** start Source extract **

I have a directory /var/mychoot
on the same filesystem as /
, and I've started the program /var/mychroot/prog
as sudo chroot /var/mychroot /prog
, so the program is running as EUID 0.
If the program executes the chdir("..") escape technique, then it is able to escape the chroot and see everything within /
. (I've verified this on Linux 4.18.)
I want to prevent such an escape. In fact I want to prevent all kinds of chroot escapes, but in this question I'm only interested in how the chdir("..") escape technique can be prevented on modern Linux systems. For this I'm looking for alternatives of the chroot(2) system call.
I've found 2 solutions: pivot_root and MS_MOVE, but they only work if /var/mychroot
is a mount point, so they fail if /var/mychroot
is just a subdirectory within the /
filesystem. Is there another solution in this case?
I want to avoid techniques using LD_PRELOAD
(because LD_PRELOAD
doesn't affect statically linked executables), techniques using ptrace(2) (because then I'm not able to run strace
within the chroot, and also ptrace(2) is very tricky to get right: processes will crash or hang) and real virtualization (e.g. Xen or KVM or QEMU; because of the performance overhead and the less flexible memory provisioning).

** end Source extract **

Problems and tasks:
(a) In the chroot question, on which Linux version was the chdir("..") escape verified?
(b) Write the next few sentences of the chroot question, following on from its last line.

** start Extracted information **

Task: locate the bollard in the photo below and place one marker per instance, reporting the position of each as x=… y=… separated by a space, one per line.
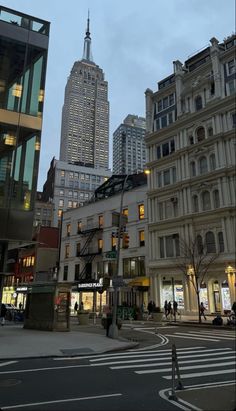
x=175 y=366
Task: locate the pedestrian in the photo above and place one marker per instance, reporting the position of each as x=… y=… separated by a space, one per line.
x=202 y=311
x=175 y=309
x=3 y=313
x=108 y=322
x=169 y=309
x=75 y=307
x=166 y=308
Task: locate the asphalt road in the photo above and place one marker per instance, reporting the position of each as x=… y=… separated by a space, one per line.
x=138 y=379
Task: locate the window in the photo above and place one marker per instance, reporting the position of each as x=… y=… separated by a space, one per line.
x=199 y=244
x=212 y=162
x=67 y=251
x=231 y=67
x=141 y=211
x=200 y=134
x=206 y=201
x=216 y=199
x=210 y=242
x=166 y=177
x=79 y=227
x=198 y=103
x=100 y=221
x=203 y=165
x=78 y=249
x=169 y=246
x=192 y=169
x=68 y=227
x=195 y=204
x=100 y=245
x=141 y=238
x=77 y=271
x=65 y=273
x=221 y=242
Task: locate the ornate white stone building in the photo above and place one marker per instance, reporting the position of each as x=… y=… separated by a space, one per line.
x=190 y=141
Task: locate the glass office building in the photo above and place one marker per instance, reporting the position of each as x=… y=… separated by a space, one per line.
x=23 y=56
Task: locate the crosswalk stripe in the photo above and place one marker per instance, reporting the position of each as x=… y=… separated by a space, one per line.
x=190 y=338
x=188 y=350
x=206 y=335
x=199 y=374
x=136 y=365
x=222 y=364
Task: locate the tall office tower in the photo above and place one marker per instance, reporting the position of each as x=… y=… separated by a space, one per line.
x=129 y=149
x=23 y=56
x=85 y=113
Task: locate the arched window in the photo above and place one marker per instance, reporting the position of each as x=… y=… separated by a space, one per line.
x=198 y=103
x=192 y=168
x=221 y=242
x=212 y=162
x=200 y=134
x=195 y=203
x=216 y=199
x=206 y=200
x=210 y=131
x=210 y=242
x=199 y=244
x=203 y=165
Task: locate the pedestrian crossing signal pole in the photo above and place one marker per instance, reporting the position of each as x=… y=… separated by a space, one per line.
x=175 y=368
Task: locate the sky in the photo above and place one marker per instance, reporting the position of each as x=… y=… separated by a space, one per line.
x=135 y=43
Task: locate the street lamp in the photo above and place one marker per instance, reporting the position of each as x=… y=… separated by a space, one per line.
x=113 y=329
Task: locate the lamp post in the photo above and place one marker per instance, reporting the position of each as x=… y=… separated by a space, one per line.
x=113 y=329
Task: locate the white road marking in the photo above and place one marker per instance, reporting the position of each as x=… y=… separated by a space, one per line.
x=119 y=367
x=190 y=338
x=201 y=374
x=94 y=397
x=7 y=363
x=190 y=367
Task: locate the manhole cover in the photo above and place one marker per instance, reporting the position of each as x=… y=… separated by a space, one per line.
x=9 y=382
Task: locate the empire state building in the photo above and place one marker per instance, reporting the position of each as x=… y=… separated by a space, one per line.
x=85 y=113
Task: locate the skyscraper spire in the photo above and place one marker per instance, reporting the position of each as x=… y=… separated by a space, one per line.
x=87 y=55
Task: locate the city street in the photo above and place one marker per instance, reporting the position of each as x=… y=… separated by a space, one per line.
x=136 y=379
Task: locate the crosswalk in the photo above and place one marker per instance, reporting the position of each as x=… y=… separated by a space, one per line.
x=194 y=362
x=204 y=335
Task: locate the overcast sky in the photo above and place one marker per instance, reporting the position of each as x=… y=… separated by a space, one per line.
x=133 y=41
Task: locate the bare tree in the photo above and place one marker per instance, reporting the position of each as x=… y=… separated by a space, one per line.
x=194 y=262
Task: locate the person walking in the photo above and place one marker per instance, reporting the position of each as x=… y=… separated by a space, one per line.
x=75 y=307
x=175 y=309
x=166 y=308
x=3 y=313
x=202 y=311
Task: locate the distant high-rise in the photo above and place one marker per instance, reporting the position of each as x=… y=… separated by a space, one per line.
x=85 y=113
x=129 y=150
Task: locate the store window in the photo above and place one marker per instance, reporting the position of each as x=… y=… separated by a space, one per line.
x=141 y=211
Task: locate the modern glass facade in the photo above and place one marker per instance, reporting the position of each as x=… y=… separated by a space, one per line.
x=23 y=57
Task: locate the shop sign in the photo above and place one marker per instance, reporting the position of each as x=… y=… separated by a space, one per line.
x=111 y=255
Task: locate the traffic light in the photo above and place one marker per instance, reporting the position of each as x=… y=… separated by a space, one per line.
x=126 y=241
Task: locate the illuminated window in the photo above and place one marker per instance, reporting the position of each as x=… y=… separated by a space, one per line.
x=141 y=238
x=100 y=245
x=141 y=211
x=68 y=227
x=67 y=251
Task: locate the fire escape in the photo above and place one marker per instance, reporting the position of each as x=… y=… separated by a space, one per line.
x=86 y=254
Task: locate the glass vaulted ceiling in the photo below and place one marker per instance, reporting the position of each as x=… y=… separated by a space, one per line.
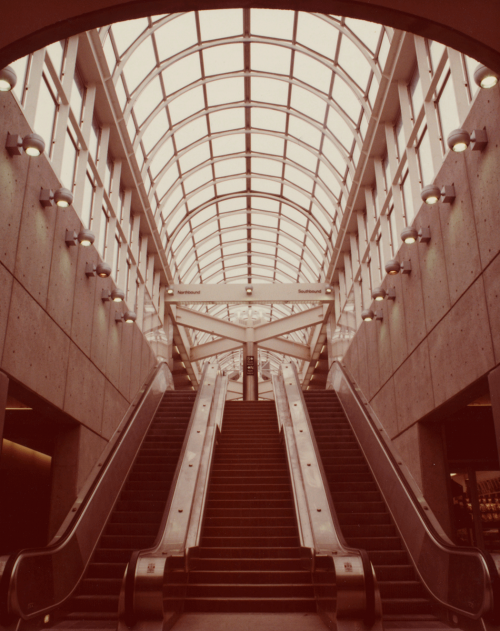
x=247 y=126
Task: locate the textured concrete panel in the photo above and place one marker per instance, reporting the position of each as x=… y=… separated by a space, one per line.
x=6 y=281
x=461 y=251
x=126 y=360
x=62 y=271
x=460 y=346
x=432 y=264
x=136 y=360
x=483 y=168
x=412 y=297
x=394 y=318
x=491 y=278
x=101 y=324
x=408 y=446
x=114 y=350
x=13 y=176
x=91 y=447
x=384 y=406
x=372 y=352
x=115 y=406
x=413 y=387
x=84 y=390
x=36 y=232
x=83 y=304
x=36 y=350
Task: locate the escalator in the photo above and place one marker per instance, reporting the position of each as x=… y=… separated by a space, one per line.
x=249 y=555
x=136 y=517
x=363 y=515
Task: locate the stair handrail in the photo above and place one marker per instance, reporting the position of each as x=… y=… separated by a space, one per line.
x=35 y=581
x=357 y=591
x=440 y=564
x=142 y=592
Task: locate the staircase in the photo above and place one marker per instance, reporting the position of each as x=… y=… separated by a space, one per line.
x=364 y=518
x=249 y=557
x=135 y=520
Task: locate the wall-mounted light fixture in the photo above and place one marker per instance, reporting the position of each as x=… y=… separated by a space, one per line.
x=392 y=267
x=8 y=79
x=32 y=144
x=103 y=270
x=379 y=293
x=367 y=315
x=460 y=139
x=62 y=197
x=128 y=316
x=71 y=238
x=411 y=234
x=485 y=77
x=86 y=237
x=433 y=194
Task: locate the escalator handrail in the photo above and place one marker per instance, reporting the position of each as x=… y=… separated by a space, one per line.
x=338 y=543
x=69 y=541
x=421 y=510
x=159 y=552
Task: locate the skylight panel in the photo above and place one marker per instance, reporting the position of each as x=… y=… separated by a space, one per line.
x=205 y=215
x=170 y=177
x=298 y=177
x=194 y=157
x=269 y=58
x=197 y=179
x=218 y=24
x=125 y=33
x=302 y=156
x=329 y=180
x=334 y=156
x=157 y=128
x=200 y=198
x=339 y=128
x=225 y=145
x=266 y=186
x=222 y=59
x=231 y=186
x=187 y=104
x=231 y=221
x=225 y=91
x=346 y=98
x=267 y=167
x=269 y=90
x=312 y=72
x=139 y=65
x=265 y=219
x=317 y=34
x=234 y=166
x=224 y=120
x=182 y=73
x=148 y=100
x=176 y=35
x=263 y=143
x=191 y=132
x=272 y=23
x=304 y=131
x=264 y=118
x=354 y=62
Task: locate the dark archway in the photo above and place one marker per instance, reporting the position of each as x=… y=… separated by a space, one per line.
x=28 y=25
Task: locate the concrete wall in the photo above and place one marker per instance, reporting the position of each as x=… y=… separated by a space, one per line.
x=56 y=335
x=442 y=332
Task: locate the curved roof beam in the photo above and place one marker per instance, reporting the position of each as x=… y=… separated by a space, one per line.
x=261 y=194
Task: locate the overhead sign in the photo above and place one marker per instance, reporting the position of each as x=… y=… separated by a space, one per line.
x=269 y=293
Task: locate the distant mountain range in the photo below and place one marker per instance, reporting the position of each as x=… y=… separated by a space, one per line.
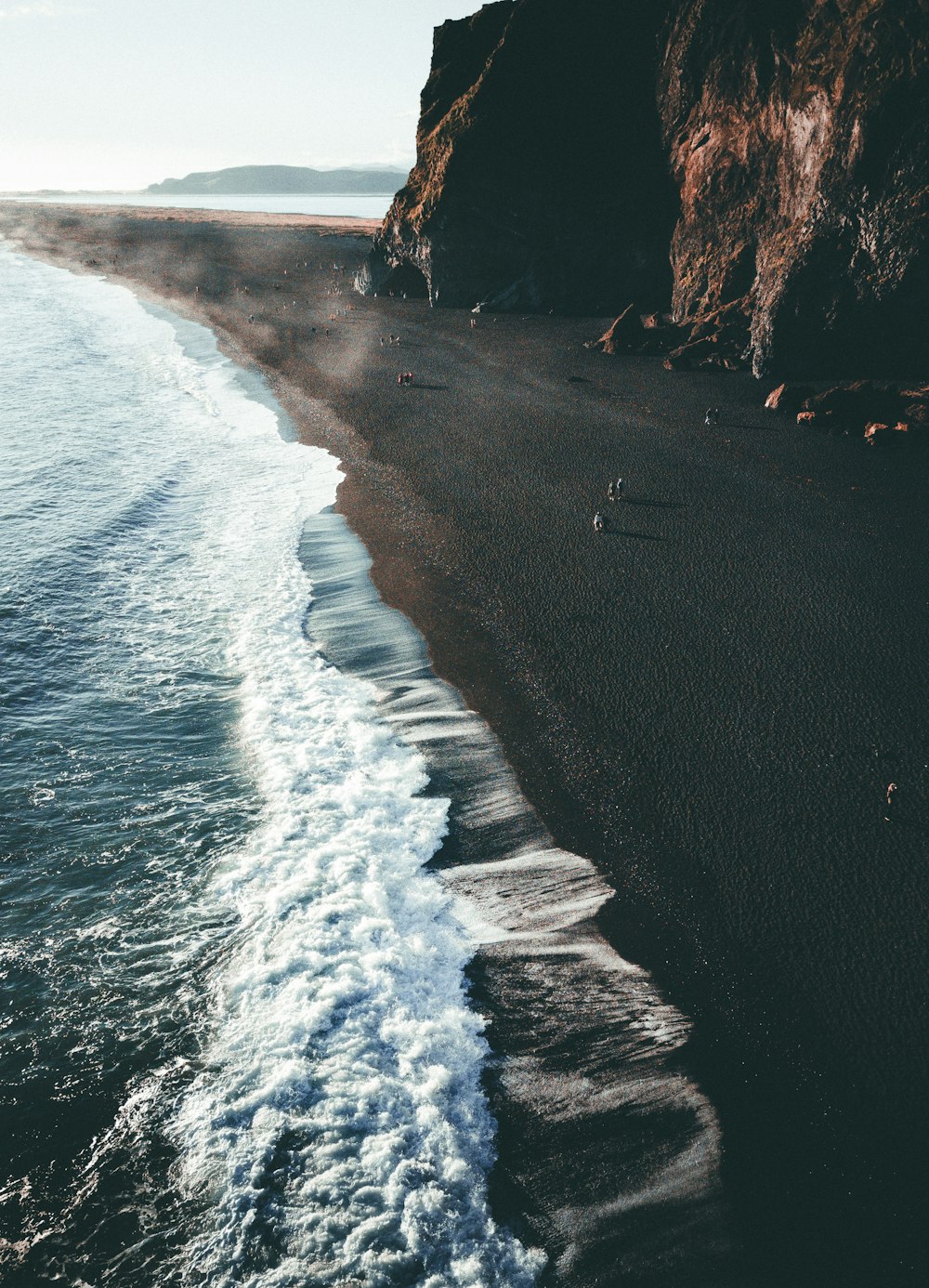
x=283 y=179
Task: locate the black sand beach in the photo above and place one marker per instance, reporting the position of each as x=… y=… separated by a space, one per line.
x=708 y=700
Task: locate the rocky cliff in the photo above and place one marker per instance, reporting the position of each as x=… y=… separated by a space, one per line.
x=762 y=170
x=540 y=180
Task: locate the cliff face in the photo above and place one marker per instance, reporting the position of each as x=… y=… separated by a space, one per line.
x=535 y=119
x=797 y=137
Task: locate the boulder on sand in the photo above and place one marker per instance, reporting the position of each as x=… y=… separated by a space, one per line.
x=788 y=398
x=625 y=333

** end Extracted information **

Responses to the tasks:
(a) Linux 4.18.

(b)
To recap, I need:
- an alternative of chroot(2) system call,
- with which root can restrict processes running as root (EUID 0),
- to a subdirectory of the filesystem of
/
, - which prevents the chdir("..") escape technique,
- and doesn't use
LD_PRELOAD
or - ptrace(2) or
- virtualization (e.g. Xen, KVM or QEMU),
- and it runs on a modern Linux system,
- with and unpatched kernel.
Does it exist?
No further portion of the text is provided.